INSTRUÇÃO DE TRABALHO:
Transcreva sem alterações o trecho do texto sobre residência em Medicina de Família e Comunidade que vai de "Quanto à escolaridade, a" a "filantrópicas ou comunitárias).".

TEXTO FORNECIDO:
A pesquisa foi aprovada pelo Comitê de Ética em Pesquisa do Hospital Moinhos de Vento, com parecer (CAAE: 22004819.8.0000.5330). Todos os participantes da pesquisa assinaram o termo de consentimento livre e esclarecido. Os dados apresentados foram obtidos em parceria com o MS, tendo o Programa de Apoio ao Desenvolvimento Institucional do Sistema Único de Saúde (PROADI-SUS) como fonte de financiamento.

RESULTADOS

Um total de 876 participantes responderam aos questionários, sendo 155 supervisores (62,2%), 177 preceptores (40%) e 544 residentes (40,9%).

Todas as regiões do país estão contempladas com PRMFC, sendo a região Sudeste a de maior concentração (n = 114; 45,8%) e de municípios com programas (n = 78; 49,7%), enquanto as regiões Norte (n = 17; 6,8%) e Centro-Oeste têm as menores concentrações (n = 13; 5,2%). O Sudeste foi a região com maior frequência de participantes em todos os grupos, seguido da região Nordeste, para supervisores e residentes, e Sul, para os preceptores (Tabela 1).

Tabela 1
Distribuição dos Programas de Residência de Medicina de Família e Comunidade ativos e participantes por regiões e grupo. Brasil, 2020.

A avaliação das respostas dos participantes mostrou predomínio do sexo feminino (n = 533; 60,9%) e da cor branca (n = 597; 68,2%). A distribuição etária dos participantes médicos residentes mostrou que 94,7% estavam na faixa etária até 39 anos, com médias de 30,7 (desvio padrão = 5,1) e, em sua maioria, solteiros (n = 347; 63,8%). Supervisores e preceptores eram, em sua maioria, casados (n = 254; 76,5%) e tinham entre 30 e 49 anos (n = 246; 74,3%), sendo a média de idade dos supervisores 44,7 anos (desvio padrão = 10,1) e dos preceptores 39 (desvio padrão = 8,5) (Tabela 2).

Tabela 2
Distribuição das características sociodemográficas dos supervisores, preceptores e médicos residentes dos PRMFC. Brasil, 2020.

Quanto à escolaridade, a maioria dos supervisores (n = 105; 68,2%) e preceptores (n = 114; 64,8%) cursou a graduação em instituições de ensino superior públicas (federal ou estadual), representando 66,4% dos participantes desses grupos. Entre os residentes, a maior parte (n = 321; 59,1%) cursou em instituições privadas (particulares, filantrópicas ou comunitárias).

MATERIAL FORNECIDO:

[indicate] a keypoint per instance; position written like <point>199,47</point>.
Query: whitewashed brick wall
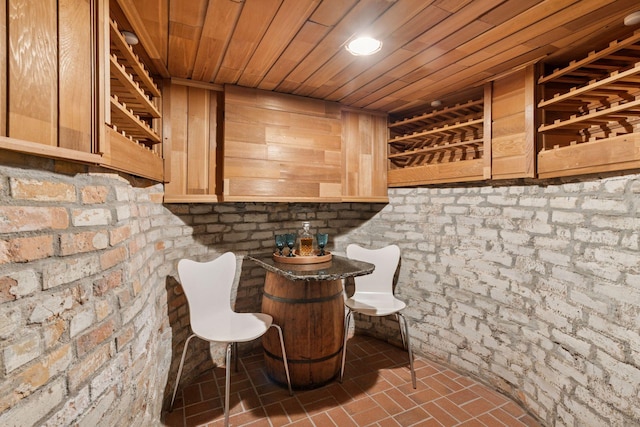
<point>533,288</point>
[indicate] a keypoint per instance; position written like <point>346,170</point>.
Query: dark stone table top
<point>337,268</point>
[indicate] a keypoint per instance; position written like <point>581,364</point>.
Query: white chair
<point>373,294</point>
<point>207,286</point>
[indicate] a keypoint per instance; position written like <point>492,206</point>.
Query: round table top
<point>337,268</point>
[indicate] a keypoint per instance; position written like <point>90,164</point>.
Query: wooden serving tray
<point>313,259</point>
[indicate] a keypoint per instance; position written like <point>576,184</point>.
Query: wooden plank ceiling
<point>436,49</point>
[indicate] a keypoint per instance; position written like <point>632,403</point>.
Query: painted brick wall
<point>532,288</point>
<point>92,317</point>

PROBLEMA RESOLVIDO:
Quanto à escolaridade, a maioria dos supervisores (n = 105; 68,2%) e preceptores (n = 114; 64,8%) cursou a graduação em instituições de ensino superior públicas (federal ou estadual), representando 66,4% dos participantes desses grupos. Entre os residentes, a maior parte (n = 321; 59,1%) cursou em instituições privadas (particulares, filantrópicas ou comunitárias).